# Assigned task
Only the lines from the one with "The prompts of" to the end of the data below should be returned, each exactly as it stands.

# Task material

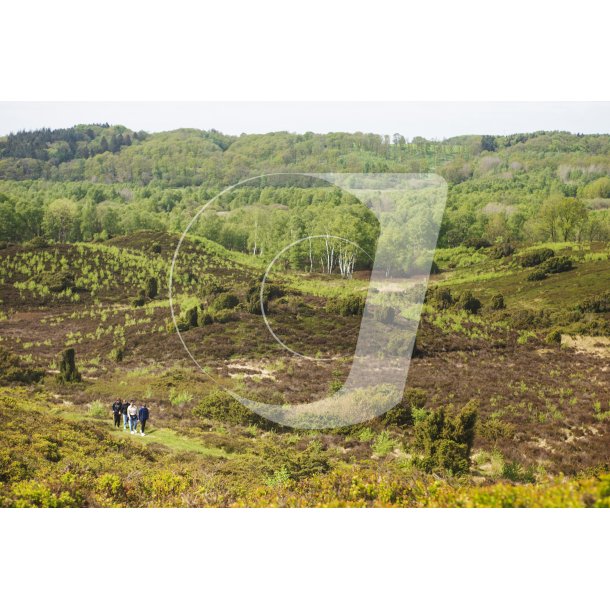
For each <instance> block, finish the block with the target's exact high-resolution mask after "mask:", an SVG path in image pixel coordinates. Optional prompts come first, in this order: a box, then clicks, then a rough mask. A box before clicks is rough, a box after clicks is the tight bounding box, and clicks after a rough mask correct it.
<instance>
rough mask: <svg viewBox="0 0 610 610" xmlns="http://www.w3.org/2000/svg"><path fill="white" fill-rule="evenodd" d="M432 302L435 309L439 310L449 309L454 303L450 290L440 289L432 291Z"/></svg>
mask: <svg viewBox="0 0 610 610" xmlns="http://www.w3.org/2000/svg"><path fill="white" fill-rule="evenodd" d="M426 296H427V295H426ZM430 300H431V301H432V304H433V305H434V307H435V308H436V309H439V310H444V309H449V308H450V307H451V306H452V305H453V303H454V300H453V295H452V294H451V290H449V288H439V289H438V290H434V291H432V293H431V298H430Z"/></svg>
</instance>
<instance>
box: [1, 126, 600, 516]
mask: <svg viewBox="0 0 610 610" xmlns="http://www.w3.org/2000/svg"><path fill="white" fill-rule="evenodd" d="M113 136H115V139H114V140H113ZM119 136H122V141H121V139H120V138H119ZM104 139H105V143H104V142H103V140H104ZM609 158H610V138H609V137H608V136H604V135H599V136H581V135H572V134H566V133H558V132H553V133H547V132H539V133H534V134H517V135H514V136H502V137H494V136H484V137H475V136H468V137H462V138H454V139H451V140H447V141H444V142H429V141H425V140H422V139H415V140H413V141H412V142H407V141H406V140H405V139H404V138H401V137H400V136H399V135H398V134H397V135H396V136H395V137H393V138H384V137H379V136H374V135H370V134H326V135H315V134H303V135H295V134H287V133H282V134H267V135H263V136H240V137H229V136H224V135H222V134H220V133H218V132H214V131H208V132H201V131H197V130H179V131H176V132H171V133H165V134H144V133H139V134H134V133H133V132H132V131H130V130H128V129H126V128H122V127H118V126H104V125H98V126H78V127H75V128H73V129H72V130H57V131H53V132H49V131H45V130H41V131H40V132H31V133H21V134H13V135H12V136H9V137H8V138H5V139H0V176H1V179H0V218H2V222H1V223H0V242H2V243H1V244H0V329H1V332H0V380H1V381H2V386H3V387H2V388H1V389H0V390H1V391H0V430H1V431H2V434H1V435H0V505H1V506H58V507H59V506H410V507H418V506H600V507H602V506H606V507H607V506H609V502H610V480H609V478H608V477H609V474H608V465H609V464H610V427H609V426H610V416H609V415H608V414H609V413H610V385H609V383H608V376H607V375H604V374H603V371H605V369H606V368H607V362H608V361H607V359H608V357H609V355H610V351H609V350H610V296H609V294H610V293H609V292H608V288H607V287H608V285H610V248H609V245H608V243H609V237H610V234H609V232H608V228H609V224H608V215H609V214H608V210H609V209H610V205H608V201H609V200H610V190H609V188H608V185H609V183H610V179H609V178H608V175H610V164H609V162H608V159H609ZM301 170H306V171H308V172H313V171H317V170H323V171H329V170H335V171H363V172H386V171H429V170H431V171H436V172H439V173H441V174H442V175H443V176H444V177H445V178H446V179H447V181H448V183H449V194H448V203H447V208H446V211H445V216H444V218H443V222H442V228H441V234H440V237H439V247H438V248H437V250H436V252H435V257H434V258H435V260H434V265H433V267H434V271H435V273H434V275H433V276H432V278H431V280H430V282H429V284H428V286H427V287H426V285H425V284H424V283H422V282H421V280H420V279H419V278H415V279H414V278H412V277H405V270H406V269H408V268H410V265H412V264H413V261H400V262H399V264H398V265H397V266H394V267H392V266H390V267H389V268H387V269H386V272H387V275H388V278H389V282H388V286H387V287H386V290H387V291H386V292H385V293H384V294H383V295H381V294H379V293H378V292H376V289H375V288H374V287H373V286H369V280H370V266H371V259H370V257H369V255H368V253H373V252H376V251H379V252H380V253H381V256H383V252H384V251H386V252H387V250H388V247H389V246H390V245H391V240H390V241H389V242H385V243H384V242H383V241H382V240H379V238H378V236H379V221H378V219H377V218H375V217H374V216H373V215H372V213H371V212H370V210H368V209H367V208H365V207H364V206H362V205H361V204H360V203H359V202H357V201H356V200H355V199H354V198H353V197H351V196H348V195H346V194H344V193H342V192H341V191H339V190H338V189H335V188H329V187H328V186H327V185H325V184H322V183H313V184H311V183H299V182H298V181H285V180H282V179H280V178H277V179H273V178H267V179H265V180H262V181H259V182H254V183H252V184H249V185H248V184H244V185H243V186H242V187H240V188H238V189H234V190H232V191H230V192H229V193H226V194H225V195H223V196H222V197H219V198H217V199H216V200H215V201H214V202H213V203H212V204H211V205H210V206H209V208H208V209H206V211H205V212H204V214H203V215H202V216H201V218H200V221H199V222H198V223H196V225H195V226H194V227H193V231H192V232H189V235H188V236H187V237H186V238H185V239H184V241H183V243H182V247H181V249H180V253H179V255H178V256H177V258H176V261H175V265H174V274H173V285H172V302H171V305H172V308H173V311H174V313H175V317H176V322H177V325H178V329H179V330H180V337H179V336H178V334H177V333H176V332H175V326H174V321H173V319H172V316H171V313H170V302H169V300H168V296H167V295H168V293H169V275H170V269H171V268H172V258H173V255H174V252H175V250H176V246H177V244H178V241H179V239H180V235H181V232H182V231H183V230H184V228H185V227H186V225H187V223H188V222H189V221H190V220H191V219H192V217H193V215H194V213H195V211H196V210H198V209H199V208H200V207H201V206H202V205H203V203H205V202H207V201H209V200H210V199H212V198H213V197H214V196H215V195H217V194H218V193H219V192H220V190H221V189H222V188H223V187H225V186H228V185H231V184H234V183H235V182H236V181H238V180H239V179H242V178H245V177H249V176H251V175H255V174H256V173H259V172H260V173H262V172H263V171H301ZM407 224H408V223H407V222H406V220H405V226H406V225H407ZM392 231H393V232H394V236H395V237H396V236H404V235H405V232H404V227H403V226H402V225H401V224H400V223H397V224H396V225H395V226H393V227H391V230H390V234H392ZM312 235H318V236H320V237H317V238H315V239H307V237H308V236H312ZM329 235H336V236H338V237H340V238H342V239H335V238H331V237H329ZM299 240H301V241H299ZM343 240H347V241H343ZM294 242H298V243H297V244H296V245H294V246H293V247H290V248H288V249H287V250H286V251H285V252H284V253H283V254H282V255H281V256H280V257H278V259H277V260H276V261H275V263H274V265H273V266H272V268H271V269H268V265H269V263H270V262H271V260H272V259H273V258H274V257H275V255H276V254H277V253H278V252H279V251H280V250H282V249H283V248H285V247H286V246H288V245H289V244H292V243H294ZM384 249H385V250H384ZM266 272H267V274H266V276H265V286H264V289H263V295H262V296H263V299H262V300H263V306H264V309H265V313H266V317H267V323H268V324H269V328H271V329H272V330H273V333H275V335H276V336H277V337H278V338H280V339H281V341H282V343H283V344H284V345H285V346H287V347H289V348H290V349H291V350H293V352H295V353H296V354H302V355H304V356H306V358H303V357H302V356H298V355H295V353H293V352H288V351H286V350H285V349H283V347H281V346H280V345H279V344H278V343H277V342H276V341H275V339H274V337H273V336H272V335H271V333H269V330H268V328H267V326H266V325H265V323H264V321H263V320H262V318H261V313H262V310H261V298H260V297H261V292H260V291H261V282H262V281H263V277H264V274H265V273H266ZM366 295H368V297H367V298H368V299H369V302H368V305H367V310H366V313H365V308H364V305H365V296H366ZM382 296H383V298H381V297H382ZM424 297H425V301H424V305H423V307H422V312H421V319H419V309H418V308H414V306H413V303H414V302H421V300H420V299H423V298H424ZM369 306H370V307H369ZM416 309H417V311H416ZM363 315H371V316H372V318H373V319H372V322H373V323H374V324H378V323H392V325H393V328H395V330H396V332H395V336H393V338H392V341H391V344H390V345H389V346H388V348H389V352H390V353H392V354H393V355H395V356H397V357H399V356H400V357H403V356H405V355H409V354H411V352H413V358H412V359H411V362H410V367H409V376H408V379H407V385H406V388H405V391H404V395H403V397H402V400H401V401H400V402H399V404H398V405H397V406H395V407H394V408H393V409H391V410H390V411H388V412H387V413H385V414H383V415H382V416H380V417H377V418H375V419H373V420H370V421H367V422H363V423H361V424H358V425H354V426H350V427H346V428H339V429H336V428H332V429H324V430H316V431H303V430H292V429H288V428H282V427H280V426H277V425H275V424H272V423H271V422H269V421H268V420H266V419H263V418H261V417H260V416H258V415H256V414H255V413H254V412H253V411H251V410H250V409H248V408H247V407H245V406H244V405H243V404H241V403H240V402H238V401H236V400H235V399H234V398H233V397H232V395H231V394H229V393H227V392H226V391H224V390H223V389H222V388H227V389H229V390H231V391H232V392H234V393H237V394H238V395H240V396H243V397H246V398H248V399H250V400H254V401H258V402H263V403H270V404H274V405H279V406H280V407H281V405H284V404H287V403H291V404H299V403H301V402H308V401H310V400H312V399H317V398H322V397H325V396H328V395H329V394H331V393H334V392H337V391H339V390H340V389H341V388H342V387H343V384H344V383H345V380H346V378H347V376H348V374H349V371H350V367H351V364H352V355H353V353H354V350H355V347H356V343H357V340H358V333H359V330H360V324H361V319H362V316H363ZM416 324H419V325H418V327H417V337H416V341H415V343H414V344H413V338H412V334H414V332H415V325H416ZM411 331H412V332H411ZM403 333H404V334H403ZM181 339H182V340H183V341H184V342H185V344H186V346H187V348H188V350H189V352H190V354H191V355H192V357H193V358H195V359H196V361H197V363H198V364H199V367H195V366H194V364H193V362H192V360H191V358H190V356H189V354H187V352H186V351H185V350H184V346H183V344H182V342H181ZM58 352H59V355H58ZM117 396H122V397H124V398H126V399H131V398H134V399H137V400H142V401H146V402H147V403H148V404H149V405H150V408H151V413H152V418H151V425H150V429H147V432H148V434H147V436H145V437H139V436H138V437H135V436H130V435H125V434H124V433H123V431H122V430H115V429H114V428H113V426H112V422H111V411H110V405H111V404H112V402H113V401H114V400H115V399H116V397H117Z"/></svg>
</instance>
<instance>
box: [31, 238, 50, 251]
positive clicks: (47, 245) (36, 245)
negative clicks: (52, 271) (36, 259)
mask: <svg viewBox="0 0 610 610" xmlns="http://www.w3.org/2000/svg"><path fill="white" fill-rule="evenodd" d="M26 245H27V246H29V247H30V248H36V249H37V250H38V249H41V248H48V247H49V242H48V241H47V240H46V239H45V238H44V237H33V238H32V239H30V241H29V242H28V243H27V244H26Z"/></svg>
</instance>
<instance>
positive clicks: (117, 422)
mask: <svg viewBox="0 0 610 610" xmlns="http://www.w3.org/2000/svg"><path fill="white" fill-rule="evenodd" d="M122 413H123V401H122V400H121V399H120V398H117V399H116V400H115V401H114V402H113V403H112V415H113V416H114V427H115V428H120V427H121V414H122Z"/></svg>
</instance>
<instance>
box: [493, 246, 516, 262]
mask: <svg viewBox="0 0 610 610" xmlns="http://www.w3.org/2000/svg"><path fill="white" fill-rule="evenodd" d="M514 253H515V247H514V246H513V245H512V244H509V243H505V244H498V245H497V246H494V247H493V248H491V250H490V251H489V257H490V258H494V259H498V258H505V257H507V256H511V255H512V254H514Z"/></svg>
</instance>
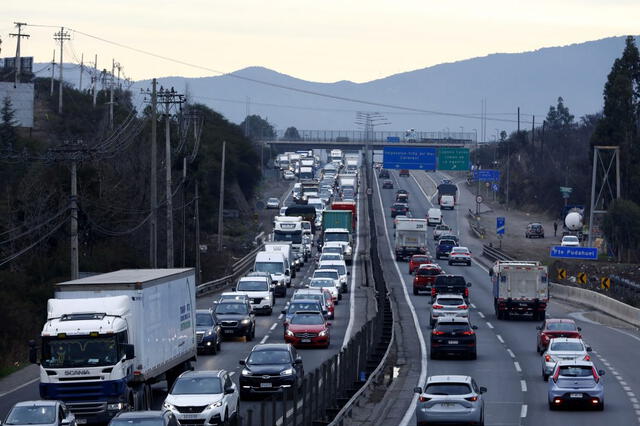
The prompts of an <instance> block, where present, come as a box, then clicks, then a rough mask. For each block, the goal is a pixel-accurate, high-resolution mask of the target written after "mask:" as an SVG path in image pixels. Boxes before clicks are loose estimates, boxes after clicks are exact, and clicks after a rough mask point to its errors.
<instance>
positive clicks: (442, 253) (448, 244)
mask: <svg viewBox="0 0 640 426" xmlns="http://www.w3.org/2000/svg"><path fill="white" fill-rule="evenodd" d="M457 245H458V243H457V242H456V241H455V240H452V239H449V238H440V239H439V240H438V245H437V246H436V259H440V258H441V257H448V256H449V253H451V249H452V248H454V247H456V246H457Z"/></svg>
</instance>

# Solution below
The prompts of an <instance> block, where present, come as a box, then clicks, then a rough mask. For each block, the goal is a pixel-accurate, high-resolution mask of the target written after "mask:" as an SVG path in image pixels. Boxes before clicks are loose estimates, boxes after clicks are exact, and clicks after a rough mask point to its errors.
<instance>
positive clicks: (442, 253) (448, 244)
mask: <svg viewBox="0 0 640 426" xmlns="http://www.w3.org/2000/svg"><path fill="white" fill-rule="evenodd" d="M457 245H458V243H457V242H456V241H455V240H452V239H449V238H440V239H439V240H438V245H437V246H436V259H440V258H441V257H448V256H449V253H451V249H452V248H454V247H456V246H457Z"/></svg>
</instance>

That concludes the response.